• WORKING DATA:
________

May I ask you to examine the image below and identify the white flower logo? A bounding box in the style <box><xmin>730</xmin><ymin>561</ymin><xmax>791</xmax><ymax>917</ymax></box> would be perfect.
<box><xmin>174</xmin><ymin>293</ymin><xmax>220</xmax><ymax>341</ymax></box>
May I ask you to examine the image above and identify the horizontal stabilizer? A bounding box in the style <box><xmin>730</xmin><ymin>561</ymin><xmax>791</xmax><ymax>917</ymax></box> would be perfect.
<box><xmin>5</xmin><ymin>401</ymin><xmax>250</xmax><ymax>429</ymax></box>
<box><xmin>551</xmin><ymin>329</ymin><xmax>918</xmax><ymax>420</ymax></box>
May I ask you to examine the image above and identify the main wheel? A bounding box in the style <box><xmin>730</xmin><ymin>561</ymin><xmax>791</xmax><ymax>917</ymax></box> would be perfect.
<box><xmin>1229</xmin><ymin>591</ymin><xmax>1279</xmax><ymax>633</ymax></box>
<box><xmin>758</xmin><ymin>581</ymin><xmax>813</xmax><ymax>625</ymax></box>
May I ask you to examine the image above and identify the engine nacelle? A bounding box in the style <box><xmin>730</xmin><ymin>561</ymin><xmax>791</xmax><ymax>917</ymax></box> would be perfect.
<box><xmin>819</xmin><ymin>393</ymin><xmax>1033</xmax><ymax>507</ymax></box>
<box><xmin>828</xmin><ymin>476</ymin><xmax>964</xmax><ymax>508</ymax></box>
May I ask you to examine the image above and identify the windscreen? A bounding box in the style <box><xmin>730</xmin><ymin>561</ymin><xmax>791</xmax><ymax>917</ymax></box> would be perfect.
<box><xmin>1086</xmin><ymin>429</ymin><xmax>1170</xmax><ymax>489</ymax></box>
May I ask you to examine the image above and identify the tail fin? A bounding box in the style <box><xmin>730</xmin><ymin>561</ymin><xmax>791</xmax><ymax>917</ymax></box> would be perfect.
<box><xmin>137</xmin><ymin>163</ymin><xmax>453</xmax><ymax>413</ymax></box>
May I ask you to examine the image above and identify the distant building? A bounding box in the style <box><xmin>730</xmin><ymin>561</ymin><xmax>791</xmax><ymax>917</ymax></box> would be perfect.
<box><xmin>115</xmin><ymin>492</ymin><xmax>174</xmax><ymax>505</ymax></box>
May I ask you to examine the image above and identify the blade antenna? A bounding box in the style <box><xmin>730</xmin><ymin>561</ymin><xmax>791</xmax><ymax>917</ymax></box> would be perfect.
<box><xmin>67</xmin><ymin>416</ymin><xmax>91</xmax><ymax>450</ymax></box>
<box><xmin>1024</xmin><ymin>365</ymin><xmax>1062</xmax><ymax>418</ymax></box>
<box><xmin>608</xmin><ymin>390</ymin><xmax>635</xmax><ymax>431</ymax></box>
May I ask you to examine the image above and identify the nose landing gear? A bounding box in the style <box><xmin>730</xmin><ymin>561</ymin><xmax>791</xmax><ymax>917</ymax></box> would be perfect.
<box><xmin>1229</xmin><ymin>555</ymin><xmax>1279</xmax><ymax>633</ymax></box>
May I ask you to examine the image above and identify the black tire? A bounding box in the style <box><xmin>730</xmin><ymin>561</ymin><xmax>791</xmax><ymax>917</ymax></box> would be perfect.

________

• PROBLEM DESCRIPTION:
Arrange the records above as a Markdown table with the columns Number and Line, one row per line and blank lines omitted.

• RESULT:
| Number | Line |
|---|---|
| 1 | May I ask you to examine the image below and identify the white flower logo? A bounding box in the style <box><xmin>730</xmin><ymin>561</ymin><xmax>791</xmax><ymax>917</ymax></box> would be perfect. |
| 2 | <box><xmin>174</xmin><ymin>293</ymin><xmax>220</xmax><ymax>341</ymax></box> |
| 3 | May I ask you to examine the image above and identify the horizontal stabilizer? A bounding box in the style <box><xmin>730</xmin><ymin>561</ymin><xmax>791</xmax><ymax>917</ymax></box> would be perfect. |
| 4 | <box><xmin>5</xmin><ymin>401</ymin><xmax>250</xmax><ymax>429</ymax></box> |
| 5 | <box><xmin>551</xmin><ymin>329</ymin><xmax>918</xmax><ymax>420</ymax></box> |
| 6 | May I ask you to examine the image above and identify the main wheel? A bounding box in the style <box><xmin>730</xmin><ymin>561</ymin><xmax>791</xmax><ymax>917</ymax></box> would be perfect. |
| 7 | <box><xmin>1229</xmin><ymin>591</ymin><xmax>1279</xmax><ymax>633</ymax></box> |
| 8 | <box><xmin>758</xmin><ymin>581</ymin><xmax>813</xmax><ymax>625</ymax></box> |
| 9 | May I ask you to examine the image above and identify the engine nacelle? A bounding box in the style <box><xmin>730</xmin><ymin>561</ymin><xmax>791</xmax><ymax>917</ymax></box> would be perfect. |
| 10 | <box><xmin>819</xmin><ymin>393</ymin><xmax>1033</xmax><ymax>507</ymax></box> |
| 11 | <box><xmin>828</xmin><ymin>476</ymin><xmax>964</xmax><ymax>508</ymax></box> |
| 12 | May I ask you to examine the image above and identify the windscreen? A bounding box in the style <box><xmin>730</xmin><ymin>561</ymin><xmax>791</xmax><ymax>917</ymax></box> would be perfect. |
| 13 | <box><xmin>1086</xmin><ymin>429</ymin><xmax>1170</xmax><ymax>489</ymax></box> |
| 14 | May I ask you to examine the image above and identify the tail fin? A bounding box in the style <box><xmin>730</xmin><ymin>561</ymin><xmax>791</xmax><ymax>917</ymax></box> would be perfect. |
| 15 | <box><xmin>137</xmin><ymin>163</ymin><xmax>453</xmax><ymax>413</ymax></box> |
| 16 | May I ask you to examine the image above and identify the distant building? A bounding box in the style <box><xmin>730</xmin><ymin>561</ymin><xmax>791</xmax><ymax>917</ymax></box> would be perfect. |
| 17 | <box><xmin>115</xmin><ymin>492</ymin><xmax>174</xmax><ymax>505</ymax></box> |
| 18 | May I ask you to examine the image above and identify the blade antenna? A bounding box in the style <box><xmin>730</xmin><ymin>561</ymin><xmax>791</xmax><ymax>917</ymax></box> would be perfect. |
| 19 | <box><xmin>67</xmin><ymin>416</ymin><xmax>91</xmax><ymax>450</ymax></box> |
| 20 | <box><xmin>1024</xmin><ymin>365</ymin><xmax>1062</xmax><ymax>418</ymax></box> |
| 21 | <box><xmin>608</xmin><ymin>390</ymin><xmax>635</xmax><ymax>431</ymax></box> |
| 22 | May I ask you to examine the image above and identify the nose landing gear? A bounding box in the style <box><xmin>730</xmin><ymin>561</ymin><xmax>791</xmax><ymax>917</ymax></box> would be perfect. |
| 23 | <box><xmin>1229</xmin><ymin>555</ymin><xmax>1279</xmax><ymax>633</ymax></box> |
| 24 | May I ask you to examine the image above and identify the black tire? A bounding box in the style <box><xmin>730</xmin><ymin>561</ymin><xmax>791</xmax><ymax>917</ymax></box> would be perfect. |